AIM OF THE EXERCISE >>
Copy the material word for word, from its start down through the line containing "negative clicks: (662, 341) (600, 284)", and leave the pictures out of your copy.

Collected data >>
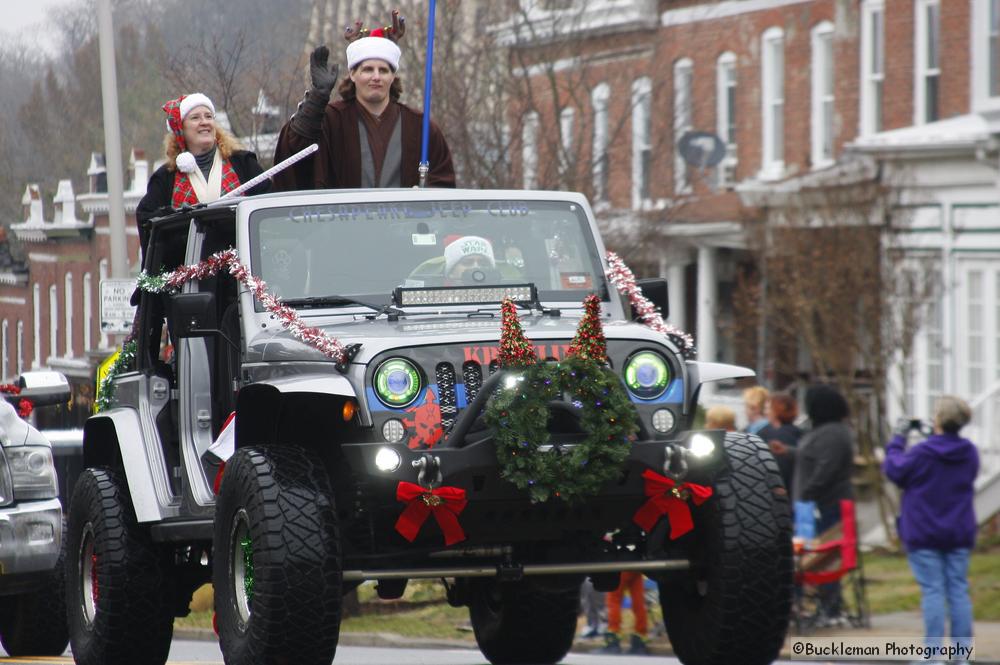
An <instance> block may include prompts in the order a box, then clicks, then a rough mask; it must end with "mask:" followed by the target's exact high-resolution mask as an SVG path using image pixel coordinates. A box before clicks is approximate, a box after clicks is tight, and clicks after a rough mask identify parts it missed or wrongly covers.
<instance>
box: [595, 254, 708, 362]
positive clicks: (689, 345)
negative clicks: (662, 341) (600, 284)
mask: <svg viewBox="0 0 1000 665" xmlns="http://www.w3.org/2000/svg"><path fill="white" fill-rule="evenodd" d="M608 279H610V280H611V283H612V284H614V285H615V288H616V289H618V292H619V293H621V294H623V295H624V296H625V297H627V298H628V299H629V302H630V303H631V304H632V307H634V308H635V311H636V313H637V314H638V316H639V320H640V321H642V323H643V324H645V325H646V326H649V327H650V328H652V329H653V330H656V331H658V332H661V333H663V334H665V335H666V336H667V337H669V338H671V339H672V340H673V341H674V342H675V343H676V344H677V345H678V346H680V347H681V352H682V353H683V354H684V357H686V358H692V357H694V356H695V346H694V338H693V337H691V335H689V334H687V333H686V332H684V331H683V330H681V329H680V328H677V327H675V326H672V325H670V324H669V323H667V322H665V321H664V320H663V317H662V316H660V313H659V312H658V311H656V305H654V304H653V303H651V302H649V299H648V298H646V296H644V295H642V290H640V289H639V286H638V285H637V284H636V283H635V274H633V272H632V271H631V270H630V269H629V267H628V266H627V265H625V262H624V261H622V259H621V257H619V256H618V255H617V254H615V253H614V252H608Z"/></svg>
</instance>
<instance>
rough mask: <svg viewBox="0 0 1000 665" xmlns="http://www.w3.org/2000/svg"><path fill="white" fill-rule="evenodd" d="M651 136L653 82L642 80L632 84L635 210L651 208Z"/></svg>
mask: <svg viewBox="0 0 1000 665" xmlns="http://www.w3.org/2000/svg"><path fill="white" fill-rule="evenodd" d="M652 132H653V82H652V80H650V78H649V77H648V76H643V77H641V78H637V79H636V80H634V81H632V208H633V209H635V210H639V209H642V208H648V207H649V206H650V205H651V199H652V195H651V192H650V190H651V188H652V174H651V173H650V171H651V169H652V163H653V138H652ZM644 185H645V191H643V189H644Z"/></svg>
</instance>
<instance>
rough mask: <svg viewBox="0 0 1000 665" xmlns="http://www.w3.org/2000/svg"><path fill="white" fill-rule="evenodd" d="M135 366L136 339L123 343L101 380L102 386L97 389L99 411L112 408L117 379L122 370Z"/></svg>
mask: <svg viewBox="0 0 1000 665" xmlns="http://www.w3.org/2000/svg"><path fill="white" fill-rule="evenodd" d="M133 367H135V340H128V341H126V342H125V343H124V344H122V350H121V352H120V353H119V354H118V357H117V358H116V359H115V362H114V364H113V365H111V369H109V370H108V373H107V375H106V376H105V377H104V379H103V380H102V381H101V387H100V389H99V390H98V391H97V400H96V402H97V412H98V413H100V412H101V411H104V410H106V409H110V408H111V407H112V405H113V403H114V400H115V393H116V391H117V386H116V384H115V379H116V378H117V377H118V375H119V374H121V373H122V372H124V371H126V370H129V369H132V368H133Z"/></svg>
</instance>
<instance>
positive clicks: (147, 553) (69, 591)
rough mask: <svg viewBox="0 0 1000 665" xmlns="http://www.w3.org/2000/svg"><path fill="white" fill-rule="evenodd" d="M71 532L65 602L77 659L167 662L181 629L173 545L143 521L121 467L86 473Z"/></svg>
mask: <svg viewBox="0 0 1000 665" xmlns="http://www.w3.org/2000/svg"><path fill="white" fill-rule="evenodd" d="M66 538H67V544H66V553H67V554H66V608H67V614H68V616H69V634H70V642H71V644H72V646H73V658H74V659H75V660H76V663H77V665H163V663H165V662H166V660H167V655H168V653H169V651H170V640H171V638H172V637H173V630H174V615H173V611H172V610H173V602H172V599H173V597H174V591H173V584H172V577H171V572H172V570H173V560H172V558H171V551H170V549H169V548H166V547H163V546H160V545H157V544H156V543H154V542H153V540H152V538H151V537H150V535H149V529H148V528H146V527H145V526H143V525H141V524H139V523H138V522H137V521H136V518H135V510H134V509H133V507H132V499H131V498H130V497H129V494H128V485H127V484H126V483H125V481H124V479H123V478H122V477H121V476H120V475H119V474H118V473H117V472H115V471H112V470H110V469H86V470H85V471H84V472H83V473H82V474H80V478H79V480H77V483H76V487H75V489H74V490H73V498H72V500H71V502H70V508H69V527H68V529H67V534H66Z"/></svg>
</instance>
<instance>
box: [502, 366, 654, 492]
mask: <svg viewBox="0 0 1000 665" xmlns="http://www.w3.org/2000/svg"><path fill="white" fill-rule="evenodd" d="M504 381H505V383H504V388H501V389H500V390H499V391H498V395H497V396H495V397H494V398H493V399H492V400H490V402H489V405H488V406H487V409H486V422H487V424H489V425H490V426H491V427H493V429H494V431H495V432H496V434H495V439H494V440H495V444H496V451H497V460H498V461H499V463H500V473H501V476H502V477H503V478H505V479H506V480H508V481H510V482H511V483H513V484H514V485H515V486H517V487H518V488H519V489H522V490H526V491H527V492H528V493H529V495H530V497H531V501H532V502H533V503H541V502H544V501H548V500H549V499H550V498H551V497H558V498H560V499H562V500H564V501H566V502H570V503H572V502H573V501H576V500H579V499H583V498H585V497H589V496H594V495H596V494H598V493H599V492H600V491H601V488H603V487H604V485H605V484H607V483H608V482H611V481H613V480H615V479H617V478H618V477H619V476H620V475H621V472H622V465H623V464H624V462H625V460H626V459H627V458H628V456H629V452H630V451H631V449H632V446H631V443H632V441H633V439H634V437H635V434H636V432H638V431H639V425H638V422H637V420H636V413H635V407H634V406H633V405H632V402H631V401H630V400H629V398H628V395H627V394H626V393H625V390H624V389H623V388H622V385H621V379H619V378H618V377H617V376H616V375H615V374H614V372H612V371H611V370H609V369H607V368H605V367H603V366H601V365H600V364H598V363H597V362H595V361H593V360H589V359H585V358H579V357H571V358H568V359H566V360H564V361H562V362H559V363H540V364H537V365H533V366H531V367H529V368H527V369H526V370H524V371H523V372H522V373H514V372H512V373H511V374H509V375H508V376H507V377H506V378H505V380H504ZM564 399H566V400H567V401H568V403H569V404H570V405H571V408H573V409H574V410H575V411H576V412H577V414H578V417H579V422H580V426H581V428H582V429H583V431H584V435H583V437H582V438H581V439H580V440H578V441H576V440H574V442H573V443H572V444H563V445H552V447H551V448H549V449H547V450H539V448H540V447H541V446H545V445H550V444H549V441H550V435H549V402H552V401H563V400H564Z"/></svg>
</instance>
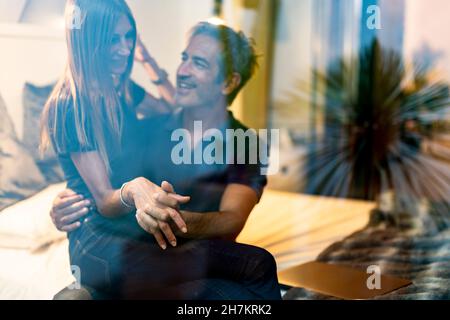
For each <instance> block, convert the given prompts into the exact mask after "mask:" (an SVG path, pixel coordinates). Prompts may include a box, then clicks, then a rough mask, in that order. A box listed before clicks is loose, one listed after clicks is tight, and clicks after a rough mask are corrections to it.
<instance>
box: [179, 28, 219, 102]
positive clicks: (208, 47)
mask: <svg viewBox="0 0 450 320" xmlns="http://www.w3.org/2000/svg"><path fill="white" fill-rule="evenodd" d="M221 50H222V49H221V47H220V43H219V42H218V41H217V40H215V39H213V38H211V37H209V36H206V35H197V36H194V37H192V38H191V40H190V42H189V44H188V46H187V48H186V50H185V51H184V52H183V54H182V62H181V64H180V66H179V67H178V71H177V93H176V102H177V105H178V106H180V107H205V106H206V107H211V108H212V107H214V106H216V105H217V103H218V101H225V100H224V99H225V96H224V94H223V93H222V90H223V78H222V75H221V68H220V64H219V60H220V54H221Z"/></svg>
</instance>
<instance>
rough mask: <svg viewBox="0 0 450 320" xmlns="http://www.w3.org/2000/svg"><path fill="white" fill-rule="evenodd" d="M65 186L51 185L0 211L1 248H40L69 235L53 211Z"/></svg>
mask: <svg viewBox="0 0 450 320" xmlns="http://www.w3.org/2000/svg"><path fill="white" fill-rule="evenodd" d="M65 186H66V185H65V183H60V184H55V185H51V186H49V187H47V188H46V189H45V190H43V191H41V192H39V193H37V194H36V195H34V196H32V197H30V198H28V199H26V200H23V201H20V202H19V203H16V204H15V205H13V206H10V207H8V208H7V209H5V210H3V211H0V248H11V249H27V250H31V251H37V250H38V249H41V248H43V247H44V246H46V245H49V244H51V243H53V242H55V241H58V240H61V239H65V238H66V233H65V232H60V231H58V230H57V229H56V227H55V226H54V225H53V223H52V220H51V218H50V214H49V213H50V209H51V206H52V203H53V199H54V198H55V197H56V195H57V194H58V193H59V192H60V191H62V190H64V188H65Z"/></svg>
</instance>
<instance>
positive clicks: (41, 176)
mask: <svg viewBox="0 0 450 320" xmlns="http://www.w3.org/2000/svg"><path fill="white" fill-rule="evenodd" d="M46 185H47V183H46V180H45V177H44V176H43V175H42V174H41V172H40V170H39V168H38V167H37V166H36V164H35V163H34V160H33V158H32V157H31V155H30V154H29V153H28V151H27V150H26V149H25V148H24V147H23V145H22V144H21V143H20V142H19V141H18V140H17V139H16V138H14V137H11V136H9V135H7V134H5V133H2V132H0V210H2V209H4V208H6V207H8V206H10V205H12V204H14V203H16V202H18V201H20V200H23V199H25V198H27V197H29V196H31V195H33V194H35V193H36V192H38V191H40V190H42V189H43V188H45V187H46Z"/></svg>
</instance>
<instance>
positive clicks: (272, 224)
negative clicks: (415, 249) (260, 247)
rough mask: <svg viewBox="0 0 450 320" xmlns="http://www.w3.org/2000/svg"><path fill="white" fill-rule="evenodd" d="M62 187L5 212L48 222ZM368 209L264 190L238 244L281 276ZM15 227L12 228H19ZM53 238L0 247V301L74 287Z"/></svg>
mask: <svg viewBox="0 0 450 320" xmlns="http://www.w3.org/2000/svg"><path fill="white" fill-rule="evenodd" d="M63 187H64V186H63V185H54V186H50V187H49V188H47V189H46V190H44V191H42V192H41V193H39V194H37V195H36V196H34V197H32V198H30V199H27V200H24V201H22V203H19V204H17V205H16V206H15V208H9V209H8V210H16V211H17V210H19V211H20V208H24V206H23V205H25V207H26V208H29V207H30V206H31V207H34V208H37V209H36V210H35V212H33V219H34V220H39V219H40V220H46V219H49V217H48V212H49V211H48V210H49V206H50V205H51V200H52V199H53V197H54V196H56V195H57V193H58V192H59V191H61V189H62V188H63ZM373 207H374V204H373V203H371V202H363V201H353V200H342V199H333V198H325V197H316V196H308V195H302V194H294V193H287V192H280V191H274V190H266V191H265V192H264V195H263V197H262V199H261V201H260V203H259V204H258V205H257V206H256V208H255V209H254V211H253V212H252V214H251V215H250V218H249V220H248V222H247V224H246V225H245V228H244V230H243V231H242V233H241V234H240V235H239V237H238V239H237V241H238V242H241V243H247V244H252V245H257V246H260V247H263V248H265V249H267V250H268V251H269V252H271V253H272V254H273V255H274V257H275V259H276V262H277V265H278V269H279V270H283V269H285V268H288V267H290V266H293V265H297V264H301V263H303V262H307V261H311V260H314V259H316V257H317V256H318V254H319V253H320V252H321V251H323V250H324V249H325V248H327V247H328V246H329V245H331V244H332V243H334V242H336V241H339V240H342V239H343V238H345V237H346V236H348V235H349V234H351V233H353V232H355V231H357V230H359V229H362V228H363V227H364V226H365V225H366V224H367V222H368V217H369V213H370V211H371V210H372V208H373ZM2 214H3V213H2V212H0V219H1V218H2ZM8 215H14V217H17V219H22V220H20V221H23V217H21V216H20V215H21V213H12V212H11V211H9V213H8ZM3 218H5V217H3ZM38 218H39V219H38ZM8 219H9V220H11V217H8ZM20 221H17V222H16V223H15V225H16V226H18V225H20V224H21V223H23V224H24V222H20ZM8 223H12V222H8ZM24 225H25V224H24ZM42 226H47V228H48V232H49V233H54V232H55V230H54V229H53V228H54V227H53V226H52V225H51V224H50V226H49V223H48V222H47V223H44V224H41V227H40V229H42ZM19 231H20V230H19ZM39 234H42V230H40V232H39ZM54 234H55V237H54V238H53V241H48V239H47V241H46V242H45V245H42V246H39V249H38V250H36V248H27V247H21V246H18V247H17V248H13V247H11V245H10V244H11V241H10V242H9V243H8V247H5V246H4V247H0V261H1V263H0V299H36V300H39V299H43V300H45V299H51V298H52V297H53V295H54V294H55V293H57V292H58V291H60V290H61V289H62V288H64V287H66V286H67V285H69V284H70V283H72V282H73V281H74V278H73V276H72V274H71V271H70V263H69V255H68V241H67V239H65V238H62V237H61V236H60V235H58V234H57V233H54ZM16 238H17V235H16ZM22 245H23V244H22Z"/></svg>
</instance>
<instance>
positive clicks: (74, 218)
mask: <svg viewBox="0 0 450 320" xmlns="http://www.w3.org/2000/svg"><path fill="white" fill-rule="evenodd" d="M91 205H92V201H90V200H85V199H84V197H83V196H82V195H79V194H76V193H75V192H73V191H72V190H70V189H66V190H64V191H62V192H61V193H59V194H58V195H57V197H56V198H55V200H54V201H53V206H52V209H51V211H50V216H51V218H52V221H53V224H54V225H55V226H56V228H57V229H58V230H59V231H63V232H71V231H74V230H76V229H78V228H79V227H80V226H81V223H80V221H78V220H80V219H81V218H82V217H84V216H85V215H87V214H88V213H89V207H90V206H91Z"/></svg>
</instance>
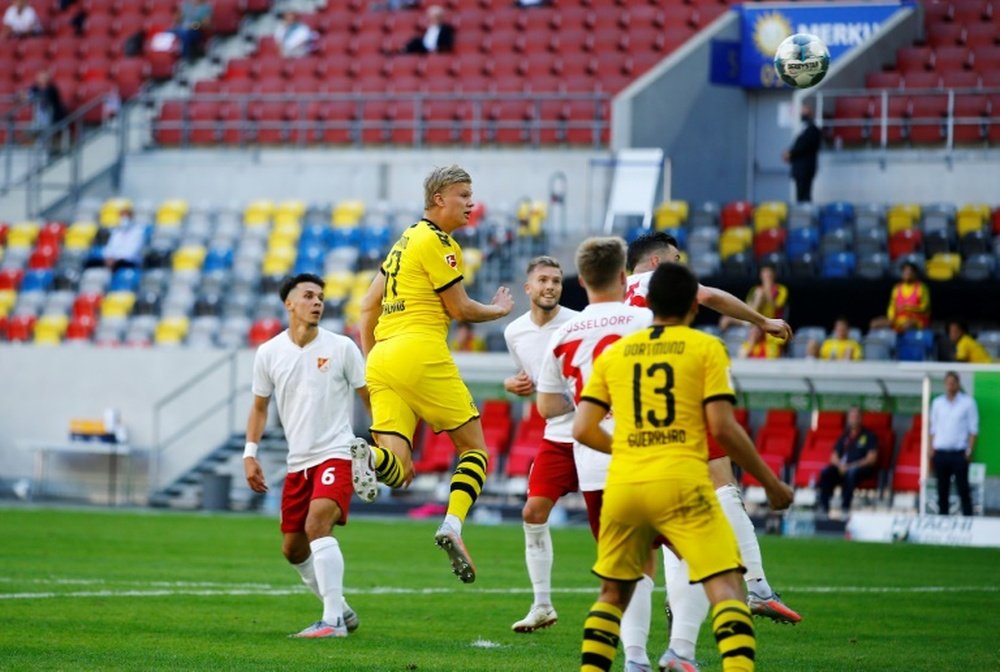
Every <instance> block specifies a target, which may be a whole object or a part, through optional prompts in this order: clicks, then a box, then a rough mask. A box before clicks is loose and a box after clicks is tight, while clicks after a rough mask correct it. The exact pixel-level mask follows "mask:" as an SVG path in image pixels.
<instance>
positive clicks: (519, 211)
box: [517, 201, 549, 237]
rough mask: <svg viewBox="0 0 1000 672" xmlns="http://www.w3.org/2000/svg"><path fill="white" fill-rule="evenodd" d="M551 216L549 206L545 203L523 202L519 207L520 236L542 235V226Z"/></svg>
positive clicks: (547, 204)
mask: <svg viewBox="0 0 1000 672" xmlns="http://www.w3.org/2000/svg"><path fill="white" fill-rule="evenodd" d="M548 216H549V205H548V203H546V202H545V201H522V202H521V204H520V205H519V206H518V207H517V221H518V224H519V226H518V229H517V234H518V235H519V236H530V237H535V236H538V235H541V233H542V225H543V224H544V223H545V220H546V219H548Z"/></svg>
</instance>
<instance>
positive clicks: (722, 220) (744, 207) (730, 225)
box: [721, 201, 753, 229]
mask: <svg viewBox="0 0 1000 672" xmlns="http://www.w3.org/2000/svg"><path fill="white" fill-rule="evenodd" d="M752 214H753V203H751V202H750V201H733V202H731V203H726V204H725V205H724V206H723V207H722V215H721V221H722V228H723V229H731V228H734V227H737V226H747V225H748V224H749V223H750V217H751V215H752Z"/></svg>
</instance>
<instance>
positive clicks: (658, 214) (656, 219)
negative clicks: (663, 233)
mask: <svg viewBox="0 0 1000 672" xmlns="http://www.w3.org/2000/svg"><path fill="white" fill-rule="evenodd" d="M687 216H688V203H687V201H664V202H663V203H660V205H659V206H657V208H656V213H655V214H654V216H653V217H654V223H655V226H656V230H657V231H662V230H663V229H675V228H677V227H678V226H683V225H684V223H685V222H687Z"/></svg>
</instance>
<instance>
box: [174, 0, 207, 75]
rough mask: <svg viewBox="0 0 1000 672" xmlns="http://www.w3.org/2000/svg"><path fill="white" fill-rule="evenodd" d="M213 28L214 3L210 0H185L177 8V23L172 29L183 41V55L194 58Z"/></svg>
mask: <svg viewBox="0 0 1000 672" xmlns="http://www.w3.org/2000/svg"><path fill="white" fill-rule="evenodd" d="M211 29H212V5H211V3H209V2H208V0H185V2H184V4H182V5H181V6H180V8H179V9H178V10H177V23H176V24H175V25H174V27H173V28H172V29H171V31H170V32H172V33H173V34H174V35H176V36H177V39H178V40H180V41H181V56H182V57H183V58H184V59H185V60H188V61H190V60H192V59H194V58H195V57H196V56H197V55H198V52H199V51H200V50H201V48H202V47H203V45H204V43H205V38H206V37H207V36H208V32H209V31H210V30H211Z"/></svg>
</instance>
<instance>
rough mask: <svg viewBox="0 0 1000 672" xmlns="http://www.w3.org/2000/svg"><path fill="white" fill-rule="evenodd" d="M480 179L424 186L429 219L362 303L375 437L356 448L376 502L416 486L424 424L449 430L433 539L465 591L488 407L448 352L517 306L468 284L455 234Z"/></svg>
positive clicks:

WRITTEN SOLUTION >>
An <instance> block may include prompts in the order a box, then clicks, then a rough mask; it must end with "mask:" followed by the target's exact high-resolution mask as an SVG path using image pixel coordinates. A box before clicks is approximate, a box after clicks is tight, and clicks after a rough mask identify parts it missed or wrongly covers.
<instance>
box: [595, 254, 708, 362]
positive clicks: (689, 345)
negative clicks: (662, 341) (600, 284)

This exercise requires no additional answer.